[What you will do]: Rewrite the rows below with every "pixel coordinates" swapped for "image coordinates". Keep everything else the same.

[Information provided]:
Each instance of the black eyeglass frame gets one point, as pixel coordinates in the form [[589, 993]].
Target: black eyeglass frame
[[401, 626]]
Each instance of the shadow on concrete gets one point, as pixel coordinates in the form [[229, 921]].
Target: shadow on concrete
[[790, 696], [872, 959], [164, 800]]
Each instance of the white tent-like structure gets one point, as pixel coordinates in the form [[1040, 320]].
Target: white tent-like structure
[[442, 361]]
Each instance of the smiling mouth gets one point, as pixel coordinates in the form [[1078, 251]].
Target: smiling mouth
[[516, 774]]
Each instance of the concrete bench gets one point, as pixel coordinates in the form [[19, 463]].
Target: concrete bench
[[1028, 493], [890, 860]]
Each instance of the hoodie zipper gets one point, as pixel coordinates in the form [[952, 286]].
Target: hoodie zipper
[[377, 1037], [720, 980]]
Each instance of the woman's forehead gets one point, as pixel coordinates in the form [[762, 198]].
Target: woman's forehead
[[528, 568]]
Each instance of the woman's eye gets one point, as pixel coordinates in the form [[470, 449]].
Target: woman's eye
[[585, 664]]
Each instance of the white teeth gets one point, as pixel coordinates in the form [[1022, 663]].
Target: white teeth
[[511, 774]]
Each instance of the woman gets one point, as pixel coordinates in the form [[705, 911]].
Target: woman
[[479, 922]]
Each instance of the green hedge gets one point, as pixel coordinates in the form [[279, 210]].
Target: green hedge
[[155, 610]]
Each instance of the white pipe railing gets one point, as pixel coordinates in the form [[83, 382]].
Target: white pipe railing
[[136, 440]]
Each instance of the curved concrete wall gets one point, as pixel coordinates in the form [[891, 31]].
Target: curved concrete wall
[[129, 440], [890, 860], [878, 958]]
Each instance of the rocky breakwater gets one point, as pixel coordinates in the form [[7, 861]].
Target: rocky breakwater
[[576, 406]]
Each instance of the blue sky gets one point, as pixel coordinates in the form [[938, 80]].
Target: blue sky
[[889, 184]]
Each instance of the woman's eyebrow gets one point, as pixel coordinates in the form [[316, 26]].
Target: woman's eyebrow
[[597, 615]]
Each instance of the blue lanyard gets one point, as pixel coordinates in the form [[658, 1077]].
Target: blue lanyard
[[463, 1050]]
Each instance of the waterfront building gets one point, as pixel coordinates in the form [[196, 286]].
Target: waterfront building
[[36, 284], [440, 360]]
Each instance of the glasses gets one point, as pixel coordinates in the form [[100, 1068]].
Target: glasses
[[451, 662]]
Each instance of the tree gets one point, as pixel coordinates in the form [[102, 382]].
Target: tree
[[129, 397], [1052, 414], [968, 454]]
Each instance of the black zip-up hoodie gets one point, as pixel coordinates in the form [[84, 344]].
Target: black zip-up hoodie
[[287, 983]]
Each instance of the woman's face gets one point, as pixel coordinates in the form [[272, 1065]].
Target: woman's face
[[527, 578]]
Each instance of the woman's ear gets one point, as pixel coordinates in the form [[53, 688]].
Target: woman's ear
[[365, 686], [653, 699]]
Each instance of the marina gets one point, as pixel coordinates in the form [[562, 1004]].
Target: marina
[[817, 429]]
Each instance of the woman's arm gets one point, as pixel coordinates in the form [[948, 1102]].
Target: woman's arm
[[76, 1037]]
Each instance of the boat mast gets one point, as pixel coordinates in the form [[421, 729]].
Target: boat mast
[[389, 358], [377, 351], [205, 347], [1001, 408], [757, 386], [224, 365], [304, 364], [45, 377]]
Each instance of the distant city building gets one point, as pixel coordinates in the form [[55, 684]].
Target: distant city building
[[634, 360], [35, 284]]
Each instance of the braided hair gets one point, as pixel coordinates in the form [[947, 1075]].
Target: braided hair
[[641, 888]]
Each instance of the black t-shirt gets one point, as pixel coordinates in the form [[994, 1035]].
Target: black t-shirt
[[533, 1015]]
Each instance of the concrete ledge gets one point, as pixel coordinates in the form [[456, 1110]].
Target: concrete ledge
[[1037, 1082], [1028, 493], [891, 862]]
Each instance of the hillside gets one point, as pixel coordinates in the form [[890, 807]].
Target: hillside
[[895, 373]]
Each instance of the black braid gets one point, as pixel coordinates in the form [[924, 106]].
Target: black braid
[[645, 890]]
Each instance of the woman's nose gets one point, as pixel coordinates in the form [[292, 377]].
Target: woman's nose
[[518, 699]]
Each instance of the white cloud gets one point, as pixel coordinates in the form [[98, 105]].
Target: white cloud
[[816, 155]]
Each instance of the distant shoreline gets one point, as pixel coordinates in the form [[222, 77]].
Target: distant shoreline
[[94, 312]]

[Exercise answer]:
Each instance of the black eyeglass frame gets one point, as image coordinates in the form [[589, 993]].
Target: black eyeglass frame
[[401, 626]]
Each instance of the shadow on concrete gets one point, as image coordinates in the form [[229, 921]].
Target: shadow on concrete
[[790, 696], [872, 959], [164, 800]]
Each instance of the white tent-like structure gets one point, as image coordinates in the form [[1040, 320]].
Target: white tent-like structure
[[442, 361]]
Each instance of the smiling mouth gets one point, as image coordinates in the form [[1078, 251]].
Target: smiling mouth
[[516, 774]]
Each instance of the concrete bench gets one point, as image coordinates in the form [[19, 463]].
Target: concrete bench
[[1028, 493], [890, 860]]
Each instance of the hoodie zipper gets one point, as image coordinates in the form [[952, 286]].
Target: hoodie zipper
[[377, 1037], [720, 980]]
Each instance of the woman's forehead gets one point, as image coordinates in the form [[762, 198]].
Target: woman's forehead
[[528, 568]]
Each instance of the woman's eye gets one point, as image coordinates in the form [[470, 449]].
Target: woman's eye
[[585, 664]]
Each instance of the white teeth gets one point, as image coordinates in the form [[1022, 663]].
Target: white teeth
[[511, 774]]
Each instance of the woman gets one point, as image coordinates in the form [[705, 911]].
Target: woman
[[479, 922]]
Each instance of the green hedge gets one point, as image coordinates in the form [[279, 210]].
Target: green hedge
[[155, 610]]
Each instance of the white pipe railing gets one point, as image coordinates in the form [[83, 382]].
Target: white pipe railing
[[136, 440]]
Each instance of the curved concrete wall gets one point, as image coordinates in the form [[891, 31]].
Target: curved concrete wall
[[129, 440], [890, 860], [878, 958]]
Each instance of the rocky breakwater gets one point, as image coordinates in the form [[7, 861]].
Target: rocky breakwater
[[576, 406]]
Each instance of the blue sky gets one point, as image coordinates in the form [[938, 80]].
Target: blue sky
[[889, 184]]
Each instance of the woman's eyebrow gets one point, as image coordinates in the form [[316, 26]].
Target: woman's eyebrow
[[597, 615]]
Each instance of the blue lanyard gets one point, as image coordinates in the form [[658, 1077]].
Target: blue lanyard
[[463, 1050]]
Each instance of the waterfront building gets one point, as image coordinates in the form [[196, 286]].
Target: waterfront building
[[36, 284], [440, 360]]
Each instance of the glasses gets one point, as image coordinates in the form [[100, 1068]].
Target: glasses
[[451, 662]]
Each instance of the tree gets one point, as image coordinates in the form [[102, 382]].
Target: tree
[[129, 397], [1052, 414], [968, 454]]
Each instance of the black zip-up hoodie gets one point, as image coordinates in the form [[84, 344]].
Target: black zip-up hoodie
[[287, 983]]
Each instance of the woman's face gets one point, as image coordinates in the form [[272, 1065]].
Target: woman's face
[[527, 578]]
Each instance of the woman's ear gets one point, as image coordinates in the form [[53, 688]].
Target: woman's ear
[[365, 686], [653, 699]]
Each instance of the marina gets one point, as image coordinates in the form [[562, 1004]].
Target: marina
[[817, 429]]
Each instance of the woman's arm gets one point, as image coordinates in the form [[948, 1102]].
Target: woman's arm
[[76, 1037]]
Each instance of the boat mast gets one point, as image coordinates in the form [[421, 729]].
Target: boat mast
[[389, 358], [377, 351], [205, 347], [1001, 408], [757, 386], [224, 365], [304, 364], [45, 377]]
Each instance of the distant city building gets one point, as image coordinates in the form [[55, 684]].
Target: distant city building
[[634, 360], [35, 284]]
Each instance of the braided hair gets one point, as image coordinates in the form [[947, 1075]].
Target: braided hair
[[641, 888]]
Each instance of the black t-shirt gets one point, as image coordinates in the form [[994, 1035]].
Target: black t-shirt
[[533, 1015]]
Each instance of the concrete ledge gets one point, as image coordinates in the form [[456, 1110]].
Target: concrete ledge
[[1037, 1082], [1028, 493], [891, 862]]
Each instance of the hillside gets one point, as image coordinates in the form [[890, 807]].
Target: hillside
[[895, 373]]
Each instance of the black braid gets one point, as image coordinates in the form [[924, 106]].
Target: black braid
[[645, 890]]
Each instance of the woman's nose gets one point, as image coordinates in the form [[292, 377]].
Target: woman's nose
[[518, 699]]
Each instance of the white cloud gets one point, as image coordinates in the form [[98, 105]].
Target: white cloud
[[816, 155]]
Each instance of the distant shoreline gets one point, as image coordinates in the form [[222, 77]].
Target: distant shoreline
[[94, 312]]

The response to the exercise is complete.